Referring expression data
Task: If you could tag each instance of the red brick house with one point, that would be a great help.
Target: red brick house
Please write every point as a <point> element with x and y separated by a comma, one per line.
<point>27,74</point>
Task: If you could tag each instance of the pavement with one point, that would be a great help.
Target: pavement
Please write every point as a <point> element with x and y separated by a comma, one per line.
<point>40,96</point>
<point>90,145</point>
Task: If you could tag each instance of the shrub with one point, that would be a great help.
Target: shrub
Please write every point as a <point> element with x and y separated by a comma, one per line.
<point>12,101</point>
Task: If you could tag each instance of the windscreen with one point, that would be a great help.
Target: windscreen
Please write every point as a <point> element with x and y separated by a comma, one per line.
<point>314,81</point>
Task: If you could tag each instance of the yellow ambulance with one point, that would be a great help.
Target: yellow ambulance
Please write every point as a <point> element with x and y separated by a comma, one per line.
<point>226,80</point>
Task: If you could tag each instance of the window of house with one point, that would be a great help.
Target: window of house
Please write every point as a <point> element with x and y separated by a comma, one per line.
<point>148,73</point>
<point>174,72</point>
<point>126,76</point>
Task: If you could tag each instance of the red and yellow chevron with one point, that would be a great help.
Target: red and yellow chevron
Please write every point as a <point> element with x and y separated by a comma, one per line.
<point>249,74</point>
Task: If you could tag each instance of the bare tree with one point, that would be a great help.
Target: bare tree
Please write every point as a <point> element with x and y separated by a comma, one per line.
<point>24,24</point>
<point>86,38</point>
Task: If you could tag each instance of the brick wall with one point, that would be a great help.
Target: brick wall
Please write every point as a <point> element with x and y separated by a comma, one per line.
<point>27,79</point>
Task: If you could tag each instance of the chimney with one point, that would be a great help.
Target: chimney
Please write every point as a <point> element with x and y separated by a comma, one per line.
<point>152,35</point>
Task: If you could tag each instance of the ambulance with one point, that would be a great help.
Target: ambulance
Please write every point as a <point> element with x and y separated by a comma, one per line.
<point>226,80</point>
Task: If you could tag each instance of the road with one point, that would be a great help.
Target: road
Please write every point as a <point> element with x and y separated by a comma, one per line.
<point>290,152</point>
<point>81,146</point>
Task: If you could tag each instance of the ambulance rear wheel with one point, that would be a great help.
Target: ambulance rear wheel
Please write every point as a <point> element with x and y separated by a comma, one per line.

### What you will do
Your task is to retype the entries verbatim, starting with the line that holds "Task: If you could tag each instance of the bare" and stopping after the line that holds "Target: brick wall".

### Written solution
Task: If you could tag each instance of the bare tree with one point, that would be a great help.
Target: bare tree
Please write every point as a <point> element with x and y separated by a comma, one per line.
<point>24,24</point>
<point>86,38</point>
Task: If you could tag each instance of the brick wall with one point, that would be a great help.
Target: brick wall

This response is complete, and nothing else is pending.